#### EXERCISE BRIEF
Write out every line below that contains "mirror".

(Dataset entries)
|---|

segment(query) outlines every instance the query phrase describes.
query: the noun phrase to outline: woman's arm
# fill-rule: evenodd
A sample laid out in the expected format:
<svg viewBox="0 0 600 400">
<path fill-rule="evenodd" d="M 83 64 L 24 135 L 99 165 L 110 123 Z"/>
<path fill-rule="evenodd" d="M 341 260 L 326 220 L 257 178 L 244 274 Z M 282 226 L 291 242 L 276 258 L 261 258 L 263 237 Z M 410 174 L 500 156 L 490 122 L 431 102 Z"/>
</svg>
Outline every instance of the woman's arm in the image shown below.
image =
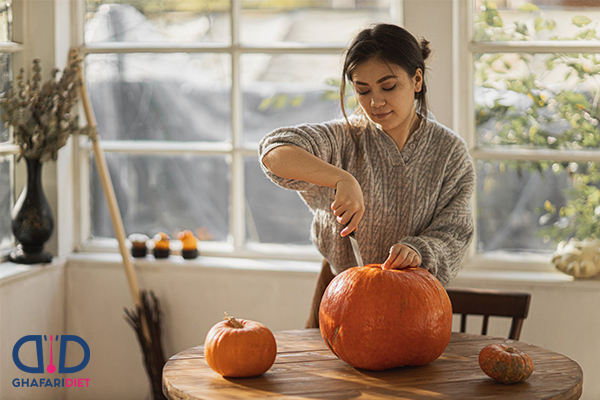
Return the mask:
<svg viewBox="0 0 600 400">
<path fill-rule="evenodd" d="M 348 171 L 294 145 L 273 148 L 263 156 L 262 162 L 269 171 L 282 178 L 335 188 L 336 194 L 331 209 L 338 222 L 347 225 L 341 231 L 342 236 L 357 229 L 365 206 L 360 185 Z"/>
<path fill-rule="evenodd" d="M 294 145 L 275 147 L 264 155 L 262 161 L 265 167 L 277 176 L 319 186 L 335 188 L 340 180 L 352 177 L 348 171 L 331 165 Z"/>
<path fill-rule="evenodd" d="M 455 168 L 445 179 L 429 226 L 417 236 L 400 241 L 414 249 L 421 267 L 444 285 L 458 273 L 474 232 L 471 196 L 475 189 L 475 171 L 466 149 L 457 154 L 453 164 Z"/>
</svg>

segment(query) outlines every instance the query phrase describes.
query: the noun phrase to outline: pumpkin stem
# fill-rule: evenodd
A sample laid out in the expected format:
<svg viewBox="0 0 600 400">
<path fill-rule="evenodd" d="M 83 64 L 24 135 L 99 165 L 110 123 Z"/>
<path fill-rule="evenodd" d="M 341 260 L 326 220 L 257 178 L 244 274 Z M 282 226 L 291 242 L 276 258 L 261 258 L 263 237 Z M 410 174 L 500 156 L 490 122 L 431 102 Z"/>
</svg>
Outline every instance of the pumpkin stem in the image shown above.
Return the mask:
<svg viewBox="0 0 600 400">
<path fill-rule="evenodd" d="M 231 325 L 233 325 L 234 328 L 237 329 L 241 329 L 244 327 L 244 324 L 242 324 L 240 321 L 238 321 L 237 319 L 230 317 L 229 315 L 227 315 L 227 312 L 225 312 L 225 318 L 223 318 L 224 320 L 228 321 Z"/>
</svg>

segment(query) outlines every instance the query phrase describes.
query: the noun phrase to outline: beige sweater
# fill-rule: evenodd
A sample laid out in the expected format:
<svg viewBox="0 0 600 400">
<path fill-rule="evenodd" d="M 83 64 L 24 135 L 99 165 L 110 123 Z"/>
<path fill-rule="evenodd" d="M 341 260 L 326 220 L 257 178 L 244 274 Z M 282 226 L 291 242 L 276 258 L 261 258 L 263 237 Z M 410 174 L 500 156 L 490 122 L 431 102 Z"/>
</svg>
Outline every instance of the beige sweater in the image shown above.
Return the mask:
<svg viewBox="0 0 600 400">
<path fill-rule="evenodd" d="M 421 266 L 444 285 L 460 268 L 473 237 L 473 162 L 465 142 L 445 126 L 423 120 L 400 152 L 394 140 L 370 125 L 352 139 L 345 120 L 280 128 L 259 145 L 263 171 L 277 185 L 298 191 L 314 214 L 312 239 L 334 274 L 356 265 L 350 240 L 330 205 L 334 189 L 284 179 L 262 163 L 281 145 L 296 145 L 350 172 L 364 196 L 356 237 L 366 264 L 383 263 L 402 243 L 421 256 Z"/>
</svg>

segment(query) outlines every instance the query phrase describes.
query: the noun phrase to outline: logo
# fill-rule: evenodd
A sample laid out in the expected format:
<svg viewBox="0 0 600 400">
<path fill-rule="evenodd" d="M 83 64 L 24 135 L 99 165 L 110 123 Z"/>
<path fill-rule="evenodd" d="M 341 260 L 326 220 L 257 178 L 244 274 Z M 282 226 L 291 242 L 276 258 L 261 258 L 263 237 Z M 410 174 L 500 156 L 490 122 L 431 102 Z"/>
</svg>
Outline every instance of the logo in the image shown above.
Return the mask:
<svg viewBox="0 0 600 400">
<path fill-rule="evenodd" d="M 42 337 L 44 339 L 44 342 L 49 342 L 50 344 L 50 361 L 47 366 L 44 363 L 44 343 L 42 341 Z M 54 365 L 54 349 L 58 344 L 59 337 L 60 351 L 58 358 L 58 368 L 56 368 L 56 366 Z M 12 352 L 13 362 L 15 363 L 17 368 L 28 374 L 43 374 L 46 372 L 49 374 L 54 374 L 56 372 L 58 372 L 59 374 L 72 374 L 83 370 L 90 362 L 90 346 L 88 346 L 87 342 L 81 337 L 75 335 L 50 335 L 49 339 L 50 340 L 48 340 L 48 337 L 46 335 L 27 335 L 19 339 L 17 343 L 15 343 Z M 35 366 L 25 365 L 19 358 L 19 350 L 21 350 L 21 347 L 28 342 L 33 342 L 35 345 L 37 355 L 37 365 Z M 70 345 L 69 342 L 71 343 Z M 73 346 L 81 347 L 81 349 L 83 350 L 83 360 L 78 365 L 68 367 L 65 365 L 65 361 L 67 358 L 67 348 L 73 348 Z M 45 370 L 44 366 L 46 366 Z M 32 378 L 30 382 L 29 378 L 15 378 L 13 379 L 12 384 L 14 387 L 89 387 L 89 381 L 89 378 Z"/>
</svg>

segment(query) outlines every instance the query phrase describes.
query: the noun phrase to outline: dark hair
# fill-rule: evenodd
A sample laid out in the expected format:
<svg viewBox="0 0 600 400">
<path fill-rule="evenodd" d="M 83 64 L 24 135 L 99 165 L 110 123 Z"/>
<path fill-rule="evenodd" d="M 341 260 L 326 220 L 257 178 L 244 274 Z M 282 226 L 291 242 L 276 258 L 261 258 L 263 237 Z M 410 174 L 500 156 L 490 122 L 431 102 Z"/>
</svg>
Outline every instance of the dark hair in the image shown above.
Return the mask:
<svg viewBox="0 0 600 400">
<path fill-rule="evenodd" d="M 362 30 L 346 50 L 342 81 L 340 85 L 340 102 L 342 113 L 346 116 L 344 97 L 346 91 L 346 80 L 352 82 L 352 73 L 356 67 L 373 58 L 388 64 L 401 67 L 409 77 L 415 76 L 417 69 L 423 73 L 423 84 L 421 91 L 415 93 L 417 100 L 417 111 L 427 117 L 427 86 L 425 86 L 425 60 L 431 53 L 429 42 L 417 39 L 406 29 L 397 25 L 376 24 Z"/>
</svg>

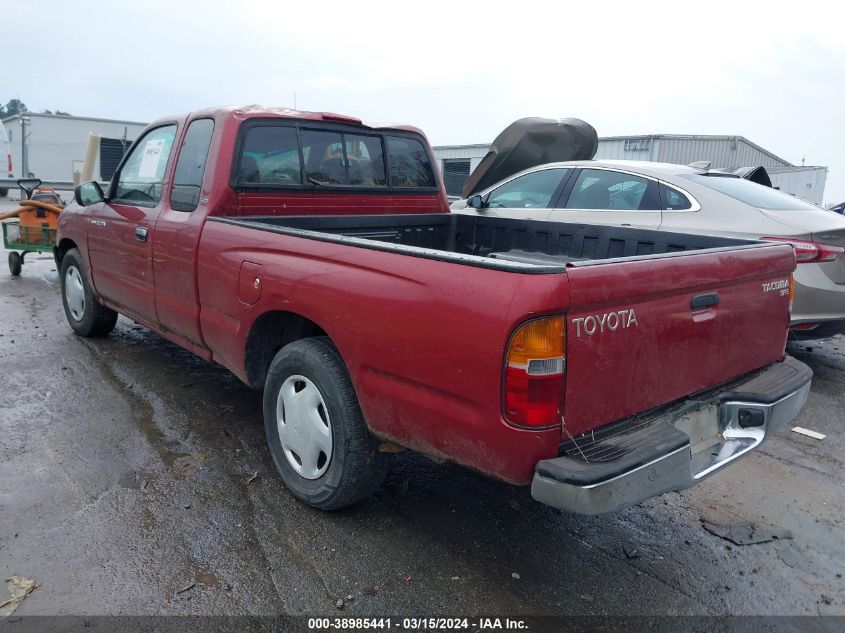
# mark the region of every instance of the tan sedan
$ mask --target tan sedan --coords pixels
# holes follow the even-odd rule
[[[533,167],[474,193],[452,211],[789,241],[799,264],[793,333],[845,333],[845,217],[776,189],[704,167],[590,160]]]

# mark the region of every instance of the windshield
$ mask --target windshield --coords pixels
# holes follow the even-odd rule
[[[744,180],[736,176],[717,176],[715,174],[684,174],[687,180],[692,180],[705,187],[710,187],[723,194],[736,198],[740,202],[750,204],[758,209],[768,211],[806,211],[817,210],[814,204],[804,202],[801,198],[783,193],[771,187],[758,185],[756,182]]]

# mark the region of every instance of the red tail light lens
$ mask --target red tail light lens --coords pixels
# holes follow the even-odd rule
[[[15,171],[14,169],[12,169],[12,155],[6,154],[6,157],[9,159],[9,173],[11,174],[13,171]]]
[[[836,261],[845,248],[833,244],[822,244],[821,242],[810,242],[797,240],[791,237],[762,237],[764,242],[788,242],[795,249],[795,258],[799,264],[810,264],[820,262]]]
[[[535,319],[520,326],[508,345],[505,418],[517,426],[560,424],[566,363],[566,320]]]

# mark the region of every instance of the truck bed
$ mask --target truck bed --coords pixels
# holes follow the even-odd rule
[[[628,227],[536,222],[463,214],[252,216],[216,222],[415,257],[528,274],[615,259],[755,248],[758,242]]]
[[[511,483],[562,435],[779,361],[795,267],[788,244],[463,214],[211,217],[198,261],[206,344],[249,384],[242,332],[268,309],[302,315],[373,433]],[[545,315],[565,318],[560,422],[515,426],[505,351]]]

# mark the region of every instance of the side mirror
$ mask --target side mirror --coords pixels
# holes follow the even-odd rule
[[[81,207],[87,207],[98,202],[104,202],[106,195],[103,189],[95,182],[83,182],[81,185],[73,190],[73,197],[76,203]]]
[[[475,194],[474,196],[470,196],[467,198],[467,206],[472,209],[483,209],[484,208],[484,199]]]

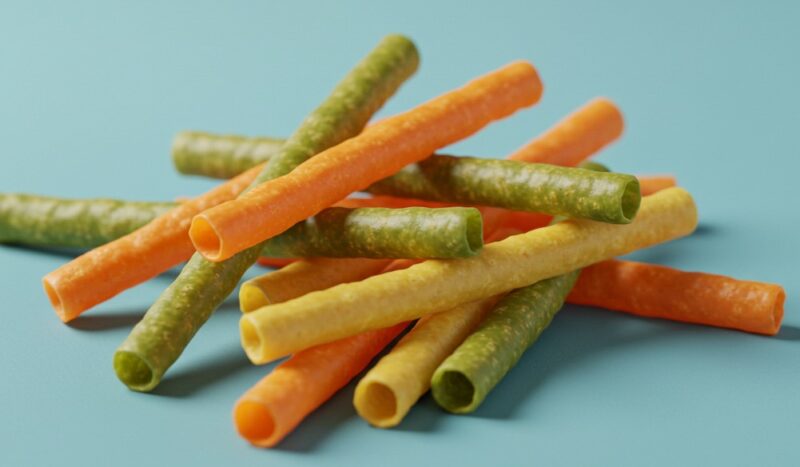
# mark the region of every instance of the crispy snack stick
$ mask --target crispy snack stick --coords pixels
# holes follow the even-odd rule
[[[175,206],[0,193],[0,243],[93,248],[133,232]]]
[[[84,253],[42,279],[50,304],[62,321],[151,279],[192,254],[186,232],[192,216],[233,199],[258,175],[261,166],[181,203],[144,227]]]
[[[298,127],[252,186],[281,177],[316,153],[353,137],[417,68],[414,44],[386,37]],[[194,255],[114,354],[117,377],[149,391],[258,259],[250,248],[223,263]]]
[[[376,194],[627,224],[641,196],[632,175],[472,157],[433,156],[369,188]]]
[[[785,299],[775,284],[609,260],[584,269],[567,301],[772,336],[780,330]]]
[[[236,402],[233,421],[256,446],[273,447],[350,382],[408,323],[306,349],[278,365]]]
[[[303,296],[334,285],[360,281],[383,271],[392,260],[308,258],[244,282],[239,287],[243,312]]]
[[[377,122],[284,177],[195,216],[189,236],[211,261],[274,237],[494,120],[535,104],[542,85],[532,65],[516,62],[410,111]]]
[[[622,135],[622,113],[608,99],[597,98],[519,148],[514,161],[574,167]]]
[[[182,131],[172,140],[172,162],[182,174],[231,178],[267,162],[285,142],[276,138]]]
[[[266,363],[684,236],[696,225],[691,195],[671,188],[645,199],[631,224],[562,222],[493,243],[472,258],[426,261],[263,307],[242,316],[242,346],[251,361]]]
[[[473,412],[564,304],[580,270],[539,281],[506,295],[478,329],[436,369],[431,392],[454,413]]]
[[[328,208],[262,245],[284,258],[466,258],[483,222],[475,208]]]
[[[622,113],[608,99],[598,98],[556,123],[542,135],[517,150],[512,160],[543,164],[577,166],[583,160],[614,142],[622,135]],[[173,160],[175,168],[184,174],[227,178],[245,168],[241,154],[253,157],[253,164],[265,162],[273,147],[274,138],[215,135],[205,132],[183,132],[175,139],[173,148],[180,155]],[[207,160],[212,158],[213,160]],[[390,177],[391,178],[391,177]]]
[[[678,180],[672,175],[639,175],[638,178],[642,196],[678,186]]]

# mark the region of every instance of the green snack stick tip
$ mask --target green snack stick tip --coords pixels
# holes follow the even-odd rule
[[[453,413],[473,412],[547,328],[580,274],[574,271],[506,295],[436,369],[431,392]]]
[[[161,378],[155,375],[150,364],[133,352],[114,353],[114,372],[126,386],[139,392],[152,390]]]
[[[329,208],[267,240],[279,258],[465,258],[483,247],[475,208]]]
[[[630,223],[641,200],[632,175],[528,162],[434,155],[374,183],[374,194]]]

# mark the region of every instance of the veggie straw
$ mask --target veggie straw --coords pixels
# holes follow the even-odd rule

|---|

#### OUTPUT OF THE TASK
# mark the region of every instance of the side mirror
$ mask --target side mirror --coords pixels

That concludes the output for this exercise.